From the listing below, pull out all lines with "canopy" in them.
── DATA SHOWN
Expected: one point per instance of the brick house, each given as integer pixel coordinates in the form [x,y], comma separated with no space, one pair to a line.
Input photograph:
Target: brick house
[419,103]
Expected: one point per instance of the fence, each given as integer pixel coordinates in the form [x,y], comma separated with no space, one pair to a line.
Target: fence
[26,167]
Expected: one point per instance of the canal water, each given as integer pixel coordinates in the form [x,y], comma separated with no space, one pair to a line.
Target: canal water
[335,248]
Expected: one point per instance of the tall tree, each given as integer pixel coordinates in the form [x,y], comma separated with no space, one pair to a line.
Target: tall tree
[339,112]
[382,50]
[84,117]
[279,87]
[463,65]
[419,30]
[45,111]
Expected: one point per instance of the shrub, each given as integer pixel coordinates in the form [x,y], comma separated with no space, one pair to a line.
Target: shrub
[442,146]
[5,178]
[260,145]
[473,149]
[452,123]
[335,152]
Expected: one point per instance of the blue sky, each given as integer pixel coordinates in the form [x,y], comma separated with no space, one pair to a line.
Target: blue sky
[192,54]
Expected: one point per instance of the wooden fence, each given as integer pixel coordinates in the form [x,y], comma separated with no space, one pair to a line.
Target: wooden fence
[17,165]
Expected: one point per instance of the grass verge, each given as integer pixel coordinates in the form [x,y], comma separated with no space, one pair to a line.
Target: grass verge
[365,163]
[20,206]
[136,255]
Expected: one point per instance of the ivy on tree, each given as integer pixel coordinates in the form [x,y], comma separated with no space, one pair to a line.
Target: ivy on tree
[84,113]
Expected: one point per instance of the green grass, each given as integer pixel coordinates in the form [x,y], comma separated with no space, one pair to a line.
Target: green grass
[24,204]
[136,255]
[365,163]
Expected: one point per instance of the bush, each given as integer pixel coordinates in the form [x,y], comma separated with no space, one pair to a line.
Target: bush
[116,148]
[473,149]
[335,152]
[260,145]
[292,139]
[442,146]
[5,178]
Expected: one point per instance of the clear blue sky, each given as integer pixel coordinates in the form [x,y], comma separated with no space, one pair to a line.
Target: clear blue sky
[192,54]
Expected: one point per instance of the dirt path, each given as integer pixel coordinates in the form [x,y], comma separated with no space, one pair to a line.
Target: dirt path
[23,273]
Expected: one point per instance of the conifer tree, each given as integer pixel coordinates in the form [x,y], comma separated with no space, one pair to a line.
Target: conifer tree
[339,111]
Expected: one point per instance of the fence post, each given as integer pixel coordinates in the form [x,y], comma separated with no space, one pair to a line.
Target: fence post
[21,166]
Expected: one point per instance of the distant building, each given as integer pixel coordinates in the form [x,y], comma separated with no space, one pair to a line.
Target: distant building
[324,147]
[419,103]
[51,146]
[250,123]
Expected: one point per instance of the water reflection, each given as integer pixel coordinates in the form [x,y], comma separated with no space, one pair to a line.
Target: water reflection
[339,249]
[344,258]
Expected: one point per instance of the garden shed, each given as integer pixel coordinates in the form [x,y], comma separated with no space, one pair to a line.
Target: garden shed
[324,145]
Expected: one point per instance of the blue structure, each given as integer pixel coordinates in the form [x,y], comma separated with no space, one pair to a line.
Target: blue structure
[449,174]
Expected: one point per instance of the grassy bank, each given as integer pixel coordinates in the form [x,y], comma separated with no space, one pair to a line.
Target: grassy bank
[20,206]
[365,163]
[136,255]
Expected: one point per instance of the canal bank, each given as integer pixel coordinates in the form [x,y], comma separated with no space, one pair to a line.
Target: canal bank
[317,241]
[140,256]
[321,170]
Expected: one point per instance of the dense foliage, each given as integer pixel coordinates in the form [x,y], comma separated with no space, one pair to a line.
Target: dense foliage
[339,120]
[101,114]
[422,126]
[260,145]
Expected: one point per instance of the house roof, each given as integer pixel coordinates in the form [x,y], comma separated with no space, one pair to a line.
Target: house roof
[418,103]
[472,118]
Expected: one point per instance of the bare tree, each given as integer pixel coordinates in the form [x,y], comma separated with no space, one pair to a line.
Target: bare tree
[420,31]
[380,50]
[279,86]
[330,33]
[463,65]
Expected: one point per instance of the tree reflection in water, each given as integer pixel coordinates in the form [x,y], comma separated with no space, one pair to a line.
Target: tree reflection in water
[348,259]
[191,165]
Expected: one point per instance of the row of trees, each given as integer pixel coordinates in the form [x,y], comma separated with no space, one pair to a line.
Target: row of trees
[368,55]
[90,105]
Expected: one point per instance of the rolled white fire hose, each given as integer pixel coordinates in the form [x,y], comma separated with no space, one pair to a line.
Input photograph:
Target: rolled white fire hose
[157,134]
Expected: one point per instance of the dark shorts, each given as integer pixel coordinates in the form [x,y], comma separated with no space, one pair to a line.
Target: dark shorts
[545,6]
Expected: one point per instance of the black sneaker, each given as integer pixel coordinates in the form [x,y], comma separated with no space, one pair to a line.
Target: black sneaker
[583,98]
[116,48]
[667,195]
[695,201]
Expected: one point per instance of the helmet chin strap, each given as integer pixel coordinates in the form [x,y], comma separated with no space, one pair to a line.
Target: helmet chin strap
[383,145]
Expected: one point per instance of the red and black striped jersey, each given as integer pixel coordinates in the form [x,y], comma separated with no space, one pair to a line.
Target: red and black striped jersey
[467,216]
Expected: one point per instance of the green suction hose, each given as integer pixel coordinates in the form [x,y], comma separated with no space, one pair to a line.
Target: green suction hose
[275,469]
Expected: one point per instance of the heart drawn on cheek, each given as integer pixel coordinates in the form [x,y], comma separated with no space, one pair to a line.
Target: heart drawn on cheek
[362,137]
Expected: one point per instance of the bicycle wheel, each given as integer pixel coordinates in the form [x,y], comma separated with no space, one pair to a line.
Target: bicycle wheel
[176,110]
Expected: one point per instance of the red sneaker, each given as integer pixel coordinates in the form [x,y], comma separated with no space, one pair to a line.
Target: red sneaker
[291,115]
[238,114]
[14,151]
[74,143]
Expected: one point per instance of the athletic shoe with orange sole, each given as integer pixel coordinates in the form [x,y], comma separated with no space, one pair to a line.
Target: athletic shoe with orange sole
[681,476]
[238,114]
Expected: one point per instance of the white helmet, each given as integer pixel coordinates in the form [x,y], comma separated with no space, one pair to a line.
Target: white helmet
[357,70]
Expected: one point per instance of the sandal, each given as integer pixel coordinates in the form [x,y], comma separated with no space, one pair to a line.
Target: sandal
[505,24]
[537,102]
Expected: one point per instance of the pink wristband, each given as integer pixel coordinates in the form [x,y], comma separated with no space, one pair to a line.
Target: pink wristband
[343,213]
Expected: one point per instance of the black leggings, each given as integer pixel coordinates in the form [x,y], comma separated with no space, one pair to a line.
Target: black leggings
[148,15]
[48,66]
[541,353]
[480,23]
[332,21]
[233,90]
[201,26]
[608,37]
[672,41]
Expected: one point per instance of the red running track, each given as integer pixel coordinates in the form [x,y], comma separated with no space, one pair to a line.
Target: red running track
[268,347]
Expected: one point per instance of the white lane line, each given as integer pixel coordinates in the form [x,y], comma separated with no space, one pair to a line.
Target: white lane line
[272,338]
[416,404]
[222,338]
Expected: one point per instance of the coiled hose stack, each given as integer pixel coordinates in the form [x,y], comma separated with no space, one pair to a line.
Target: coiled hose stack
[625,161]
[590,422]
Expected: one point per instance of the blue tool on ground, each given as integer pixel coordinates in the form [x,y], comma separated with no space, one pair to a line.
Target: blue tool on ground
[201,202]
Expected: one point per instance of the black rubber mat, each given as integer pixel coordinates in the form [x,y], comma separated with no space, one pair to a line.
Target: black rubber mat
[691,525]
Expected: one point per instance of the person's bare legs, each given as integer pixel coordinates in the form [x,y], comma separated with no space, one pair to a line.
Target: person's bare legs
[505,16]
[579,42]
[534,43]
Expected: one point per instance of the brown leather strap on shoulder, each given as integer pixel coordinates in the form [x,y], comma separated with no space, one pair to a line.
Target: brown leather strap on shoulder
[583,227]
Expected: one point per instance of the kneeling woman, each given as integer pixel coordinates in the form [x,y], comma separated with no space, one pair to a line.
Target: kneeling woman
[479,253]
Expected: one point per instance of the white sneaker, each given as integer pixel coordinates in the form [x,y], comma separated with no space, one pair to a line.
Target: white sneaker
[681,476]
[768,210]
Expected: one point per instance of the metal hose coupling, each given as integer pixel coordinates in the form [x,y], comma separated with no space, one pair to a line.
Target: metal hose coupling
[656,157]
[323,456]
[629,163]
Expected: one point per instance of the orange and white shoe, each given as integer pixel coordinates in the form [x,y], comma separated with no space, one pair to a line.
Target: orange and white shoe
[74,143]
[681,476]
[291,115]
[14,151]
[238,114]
────
── DATA SHOWN
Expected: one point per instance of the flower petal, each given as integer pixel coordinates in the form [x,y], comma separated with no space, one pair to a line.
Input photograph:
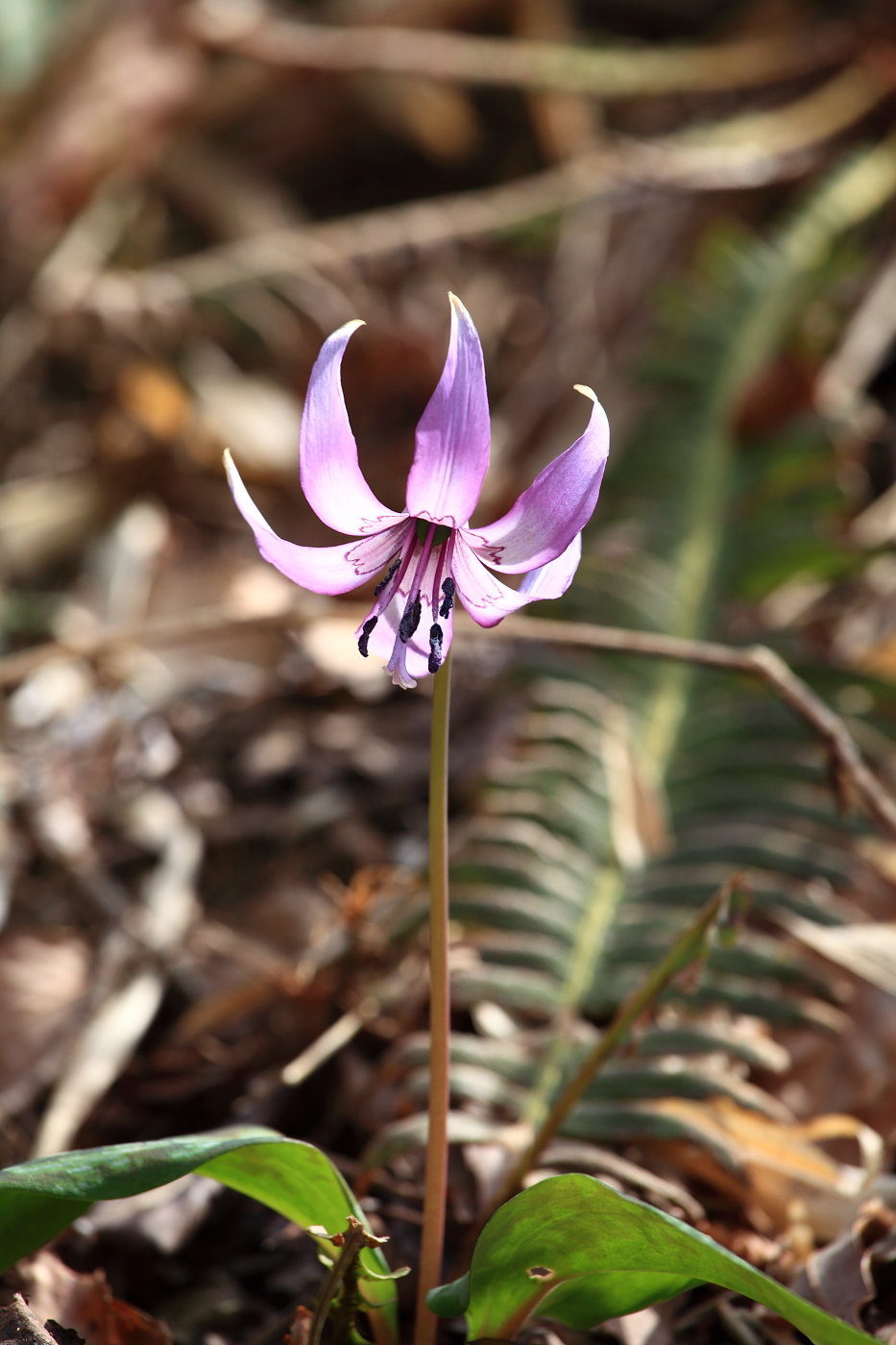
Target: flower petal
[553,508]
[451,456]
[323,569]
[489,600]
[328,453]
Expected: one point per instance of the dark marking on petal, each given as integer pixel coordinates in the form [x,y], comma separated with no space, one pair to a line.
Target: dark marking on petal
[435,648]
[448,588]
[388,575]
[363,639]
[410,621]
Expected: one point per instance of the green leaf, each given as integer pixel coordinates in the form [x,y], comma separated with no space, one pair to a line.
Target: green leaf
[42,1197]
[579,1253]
────
── DATA SHOWN
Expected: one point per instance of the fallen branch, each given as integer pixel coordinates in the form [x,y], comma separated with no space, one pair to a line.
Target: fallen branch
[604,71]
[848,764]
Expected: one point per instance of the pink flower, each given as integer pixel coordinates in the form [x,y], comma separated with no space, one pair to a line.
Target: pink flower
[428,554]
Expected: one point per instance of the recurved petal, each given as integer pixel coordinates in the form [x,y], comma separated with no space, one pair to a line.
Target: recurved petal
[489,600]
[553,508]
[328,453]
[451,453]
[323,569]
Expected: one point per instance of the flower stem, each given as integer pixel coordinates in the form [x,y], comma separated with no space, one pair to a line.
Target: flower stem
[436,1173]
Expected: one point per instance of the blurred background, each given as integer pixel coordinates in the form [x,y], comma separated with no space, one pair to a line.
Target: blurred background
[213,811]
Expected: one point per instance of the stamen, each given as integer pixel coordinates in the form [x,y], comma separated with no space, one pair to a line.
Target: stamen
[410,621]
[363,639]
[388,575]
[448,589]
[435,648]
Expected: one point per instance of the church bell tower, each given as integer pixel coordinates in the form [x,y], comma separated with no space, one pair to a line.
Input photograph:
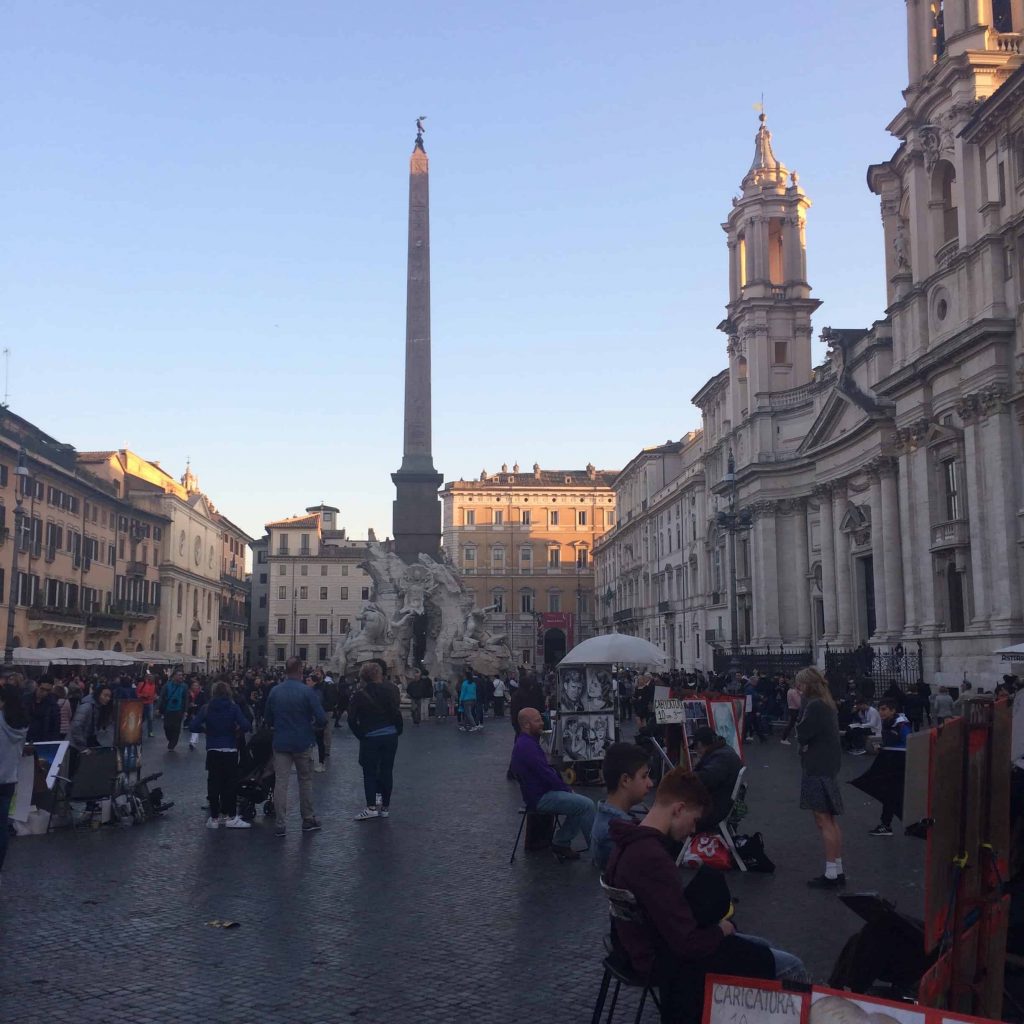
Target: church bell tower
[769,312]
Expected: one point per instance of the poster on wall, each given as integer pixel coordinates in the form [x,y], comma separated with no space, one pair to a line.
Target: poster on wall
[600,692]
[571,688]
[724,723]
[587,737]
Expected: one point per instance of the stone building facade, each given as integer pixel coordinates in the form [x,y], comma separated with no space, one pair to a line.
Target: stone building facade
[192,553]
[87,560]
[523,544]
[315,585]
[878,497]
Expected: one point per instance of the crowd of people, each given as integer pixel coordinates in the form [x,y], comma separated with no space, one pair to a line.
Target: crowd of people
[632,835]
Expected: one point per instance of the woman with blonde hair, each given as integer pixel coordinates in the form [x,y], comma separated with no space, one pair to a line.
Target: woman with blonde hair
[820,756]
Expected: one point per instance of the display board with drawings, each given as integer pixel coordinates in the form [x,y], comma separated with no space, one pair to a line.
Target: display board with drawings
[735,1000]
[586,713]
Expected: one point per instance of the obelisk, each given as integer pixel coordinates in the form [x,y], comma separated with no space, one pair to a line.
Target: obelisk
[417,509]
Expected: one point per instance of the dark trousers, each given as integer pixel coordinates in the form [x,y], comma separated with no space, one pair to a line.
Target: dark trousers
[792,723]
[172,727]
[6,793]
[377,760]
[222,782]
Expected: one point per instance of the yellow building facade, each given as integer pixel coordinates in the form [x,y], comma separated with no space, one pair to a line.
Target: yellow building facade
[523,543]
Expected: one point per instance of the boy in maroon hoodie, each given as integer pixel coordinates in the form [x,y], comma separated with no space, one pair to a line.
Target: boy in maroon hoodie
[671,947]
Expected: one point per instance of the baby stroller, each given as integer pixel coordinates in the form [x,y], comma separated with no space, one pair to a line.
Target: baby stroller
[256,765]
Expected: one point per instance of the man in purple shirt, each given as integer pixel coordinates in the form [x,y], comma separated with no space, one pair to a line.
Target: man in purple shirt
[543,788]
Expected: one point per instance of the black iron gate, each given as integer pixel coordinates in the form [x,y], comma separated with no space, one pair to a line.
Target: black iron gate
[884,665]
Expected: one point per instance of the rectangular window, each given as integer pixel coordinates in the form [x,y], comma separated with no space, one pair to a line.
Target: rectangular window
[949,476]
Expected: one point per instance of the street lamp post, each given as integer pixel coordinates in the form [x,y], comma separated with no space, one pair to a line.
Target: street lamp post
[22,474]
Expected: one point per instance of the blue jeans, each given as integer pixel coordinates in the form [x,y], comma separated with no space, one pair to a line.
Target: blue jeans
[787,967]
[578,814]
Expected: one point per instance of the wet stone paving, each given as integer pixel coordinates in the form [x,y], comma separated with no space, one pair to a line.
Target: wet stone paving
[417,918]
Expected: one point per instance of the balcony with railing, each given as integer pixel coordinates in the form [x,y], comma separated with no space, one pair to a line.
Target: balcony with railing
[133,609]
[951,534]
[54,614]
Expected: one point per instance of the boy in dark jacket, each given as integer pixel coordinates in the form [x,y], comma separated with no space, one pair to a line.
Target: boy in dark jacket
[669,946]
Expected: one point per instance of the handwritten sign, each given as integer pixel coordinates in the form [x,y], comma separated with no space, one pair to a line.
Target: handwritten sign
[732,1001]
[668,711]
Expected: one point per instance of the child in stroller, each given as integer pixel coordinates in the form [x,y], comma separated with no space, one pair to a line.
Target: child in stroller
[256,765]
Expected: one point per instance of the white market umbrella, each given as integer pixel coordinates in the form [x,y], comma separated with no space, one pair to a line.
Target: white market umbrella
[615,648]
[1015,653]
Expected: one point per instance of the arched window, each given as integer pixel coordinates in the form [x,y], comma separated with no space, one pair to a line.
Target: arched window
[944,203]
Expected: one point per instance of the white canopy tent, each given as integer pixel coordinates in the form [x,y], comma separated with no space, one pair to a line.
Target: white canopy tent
────
## EXERCISE SOLUTION
Expected: one point per instance of the white canopy tent, each given as integer pixel coordinates in the form [x,y], comma separated with no space, one pair to a line.
Target: white canopy tent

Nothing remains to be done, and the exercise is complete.